**Problem**
Nothing may be left out or changed. Print every entry.

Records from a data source
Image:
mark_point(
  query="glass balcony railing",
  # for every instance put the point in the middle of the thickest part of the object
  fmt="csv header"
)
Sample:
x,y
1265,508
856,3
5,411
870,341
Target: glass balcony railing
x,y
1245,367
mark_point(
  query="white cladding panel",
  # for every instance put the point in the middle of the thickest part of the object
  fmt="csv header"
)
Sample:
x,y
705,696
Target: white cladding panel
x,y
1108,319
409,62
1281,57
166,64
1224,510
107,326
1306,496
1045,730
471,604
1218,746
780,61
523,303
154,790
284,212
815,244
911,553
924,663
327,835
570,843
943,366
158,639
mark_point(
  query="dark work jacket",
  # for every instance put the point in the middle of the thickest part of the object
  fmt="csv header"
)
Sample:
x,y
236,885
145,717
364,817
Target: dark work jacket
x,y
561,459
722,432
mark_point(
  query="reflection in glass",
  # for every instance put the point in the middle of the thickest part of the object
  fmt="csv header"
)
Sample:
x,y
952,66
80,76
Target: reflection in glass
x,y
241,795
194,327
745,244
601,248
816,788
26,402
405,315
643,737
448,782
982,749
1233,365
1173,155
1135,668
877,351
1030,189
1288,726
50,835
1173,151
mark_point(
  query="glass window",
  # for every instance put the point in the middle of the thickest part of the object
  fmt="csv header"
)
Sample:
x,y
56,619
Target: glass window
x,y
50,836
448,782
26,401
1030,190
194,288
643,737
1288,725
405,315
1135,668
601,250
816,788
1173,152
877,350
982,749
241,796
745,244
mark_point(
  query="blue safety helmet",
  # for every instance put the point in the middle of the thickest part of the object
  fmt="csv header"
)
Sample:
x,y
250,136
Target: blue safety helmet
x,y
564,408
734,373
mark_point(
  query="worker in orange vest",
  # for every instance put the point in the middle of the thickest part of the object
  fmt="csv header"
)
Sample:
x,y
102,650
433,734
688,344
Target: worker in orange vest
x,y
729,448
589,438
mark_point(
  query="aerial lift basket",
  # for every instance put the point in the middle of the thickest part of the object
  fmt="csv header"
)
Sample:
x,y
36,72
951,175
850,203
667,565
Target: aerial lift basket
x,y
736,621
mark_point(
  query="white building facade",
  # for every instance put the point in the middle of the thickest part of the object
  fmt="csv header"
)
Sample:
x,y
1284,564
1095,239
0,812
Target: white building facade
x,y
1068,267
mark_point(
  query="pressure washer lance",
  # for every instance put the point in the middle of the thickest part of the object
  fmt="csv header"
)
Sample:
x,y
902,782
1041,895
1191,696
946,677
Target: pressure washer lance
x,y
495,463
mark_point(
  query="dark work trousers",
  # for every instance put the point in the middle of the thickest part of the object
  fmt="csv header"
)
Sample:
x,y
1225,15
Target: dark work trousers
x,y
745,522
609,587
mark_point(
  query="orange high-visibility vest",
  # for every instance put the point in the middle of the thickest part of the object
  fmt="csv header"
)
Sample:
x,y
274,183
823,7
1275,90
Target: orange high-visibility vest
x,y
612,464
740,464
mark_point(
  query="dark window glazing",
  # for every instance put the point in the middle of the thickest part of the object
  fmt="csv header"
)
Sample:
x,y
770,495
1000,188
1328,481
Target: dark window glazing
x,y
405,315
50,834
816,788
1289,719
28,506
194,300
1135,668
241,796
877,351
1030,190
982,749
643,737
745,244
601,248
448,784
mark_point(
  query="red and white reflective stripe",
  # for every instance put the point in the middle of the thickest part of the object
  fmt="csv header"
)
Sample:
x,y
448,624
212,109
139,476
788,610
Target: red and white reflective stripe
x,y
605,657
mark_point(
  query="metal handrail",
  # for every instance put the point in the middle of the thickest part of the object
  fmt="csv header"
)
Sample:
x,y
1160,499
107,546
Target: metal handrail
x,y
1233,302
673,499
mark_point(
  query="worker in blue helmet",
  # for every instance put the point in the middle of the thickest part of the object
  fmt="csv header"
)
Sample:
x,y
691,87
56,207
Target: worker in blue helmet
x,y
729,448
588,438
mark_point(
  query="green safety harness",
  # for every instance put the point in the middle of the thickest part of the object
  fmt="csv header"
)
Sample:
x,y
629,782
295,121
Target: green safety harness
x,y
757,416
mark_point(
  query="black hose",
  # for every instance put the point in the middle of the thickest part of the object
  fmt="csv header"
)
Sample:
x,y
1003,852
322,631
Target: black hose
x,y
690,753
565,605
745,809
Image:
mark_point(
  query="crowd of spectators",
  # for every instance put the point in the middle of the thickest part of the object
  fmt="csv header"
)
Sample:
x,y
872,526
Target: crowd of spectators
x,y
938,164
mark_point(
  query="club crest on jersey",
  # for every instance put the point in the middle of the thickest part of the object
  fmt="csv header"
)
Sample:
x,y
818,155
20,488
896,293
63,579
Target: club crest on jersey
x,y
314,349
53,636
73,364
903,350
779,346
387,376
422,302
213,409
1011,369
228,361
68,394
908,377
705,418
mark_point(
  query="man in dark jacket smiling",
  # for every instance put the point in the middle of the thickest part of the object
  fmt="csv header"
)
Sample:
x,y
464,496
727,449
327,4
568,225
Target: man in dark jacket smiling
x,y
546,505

**Solution to this problem**
Image:
mark_point(
  query="glass balcony railing",
  # for every instance put the point in the middle of the thickest part of the object
  fmt="csv header"
)
Sample:
x,y
1265,508
856,3
5,411
870,341
Target: glass balcony railing
x,y
1245,367
mark_point(
  query="white cladding panel",
  # for every instance put the point in the middle of the thickest part of the object
  fmt="csv header"
)
Sample:
x,y
705,696
Target: white cladding panel
x,y
1108,319
409,62
1281,57
166,64
1224,510
107,326
1306,496
1045,730
471,604
1218,746
780,61
523,303
154,790
284,212
815,244
911,553
924,663
327,835
570,843
943,366
158,639
mark_point(
  query="dark work jacket",
  # for every instance put the point in the middle of the thickest part of the object
  fmt="csv header"
)
Sample:
x,y
236,885
145,717
364,817
Target: dark work jacket
x,y
561,459
722,432
mark_point(
  query="reflection in glass",
  # for every instance put the point in the middle of the thickest part of the object
  fmt="csv header"
)
Sample:
x,y
952,66
80,76
Target: reflection in glass
x,y
241,795
194,327
745,244
601,248
816,788
26,402
405,315
643,737
448,782
982,749
1233,365
1173,155
1135,668
877,351
1030,189
1288,726
50,835
1173,151
mark_point(
  query="glass window",
  # for every instance put the point in the middle of the thickest part of the object
  fmt="csv header"
)
Sample:
x,y
56,619
Target: glass window
x,y
50,836
448,782
26,401
1030,190
194,288
643,737
1288,725
405,315
1135,668
601,250
816,788
1173,152
877,350
982,749
241,796
745,244
mark_point(
  query="blue safety helmet",
  # for every instance put the point in the middle of the thickest part of the object
  fmt="csv header"
)
Sample:
x,y
250,136
Target: blue safety helmet
x,y
564,408
734,373
mark_point(
  query="worker in orange vest",
  # for every instance put the point in the middle of the thickest part of the object
  fmt="csv header"
)
Sample:
x,y
102,650
433,734
688,344
Target: worker in orange vest
x,y
729,448
589,438
mark_point(
  query="aerial lift basket",
  # for every instance put the point in the middle of the thickest part of the object
  fmt="csv header"
)
Sample:
x,y
36,72
951,175
850,203
667,565
Target: aerial lift basket
x,y
736,621
mark_point(
  query="white building facade",
  # for every instance put the point in the middle of the thickest part of the object
  fmt="csv header"
)
Sample:
x,y
1284,564
1095,239
0,812
Target: white building facade
x,y
1068,267
mark_point(
  query="pressure washer lance",
  # for every instance put the point in the middle of the thickest part of the object
  fmt="csv header"
)
Sample:
x,y
902,782
1041,895
1191,696
946,677
Target: pressure washer lance
x,y
495,463
mark_point(
  query="dark work trousers",
  # for every instance put the point in the middle of the thickest part of the object
  fmt="csv header"
)
Sample:
x,y
1225,15
Target: dark work trousers
x,y
745,522
609,587
mark_point(
  query="orange high-visibility vest",
  # for every instance put the point in the middle of the thickest part of the object
  fmt="csv header"
)
Sample:
x,y
274,183
823,7
1275,90
Target: orange high-visibility vest
x,y
612,464
740,464
mark_point(
  query="dark window glazing",
  # for every instance put the point in the middle of the thickest part of the object
  fmt="csv header"
)
Sample:
x,y
770,495
1000,188
1328,481
Target: dark window glazing
x,y
405,315
50,834
816,788
1289,719
28,506
194,300
1135,668
241,796
877,351
1030,190
982,749
643,737
745,244
601,248
448,784
mark_point(
  query="red and white reflective stripe",
  # for every instance put the point in the middle of the thickest part of the object
  fmt="csv header"
)
Sample:
x,y
448,624
212,109
139,476
788,610
Target: red and white reflective stripe
x,y
605,657
mark_point(
  query="metal handrail",
  # for every instance put the point in the middle of the thickest part of the object
  fmt="csv header"
)
Sample:
x,y
1160,499
107,546
Target: metal handrail
x,y
1233,302
673,499
mark_point(
  query="worker in blue helmet",
  # for every instance put the point in the middle of the thickest part of the object
  fmt="csv header"
)
Sample:
x,y
691,87
56,207
Target: worker in blue helmet
x,y
729,448
588,438
mark_point(
  query="green safety harness",
  # for every instance put the point in the middle of the thickest part of the object
  fmt="csv header"
)
Sample:
x,y
629,782
295,121
Target: green safety harness
x,y
757,416
mark_point(
  query="black hose",
  # for every instance put the point in the middle of the thickest part of the object
  fmt="csv header"
)
Sample:
x,y
1003,852
322,631
Target: black hose
x,y
690,753
565,605
745,809
Image:
mark_point(
  query="crowd of spectators",
  # for every instance put the point in the middle of the thickest part of the object
  fmt="csv header"
)
Sample:
x,y
872,526
Target: crowd of spectators
x,y
938,164
mark_point(
  query="club crest on jersey",
  # for every instance put the point in the middle of the thickest part of the object
  fmt="csv header"
)
Sample:
x,y
818,155
20,488
896,293
63,579
Target: club crest on jersey
x,y
314,349
53,636
73,364
903,350
779,346
387,376
422,302
213,409
1011,369
228,361
68,394
908,377
705,418
mark_point(
  query="man in dark jacket smiling",
  # for every instance put the point in the middle of the thickest part of the object
  fmt="csv header"
)
Sample:
x,y
464,496
727,449
327,4
568,225
Target: man in dark jacket smiling
x,y
546,505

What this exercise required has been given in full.